| Problem |
Copy every record below exactly as it appears.

[Dataset entries]
┌──

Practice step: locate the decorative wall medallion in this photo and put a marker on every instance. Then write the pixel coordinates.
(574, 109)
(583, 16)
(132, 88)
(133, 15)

└──

| Answer area |
Practice step: locate the decorative wall medallion in this photo and put a marker on every instance. Then write the pixel coordinates.
(574, 109)
(583, 16)
(132, 88)
(133, 15)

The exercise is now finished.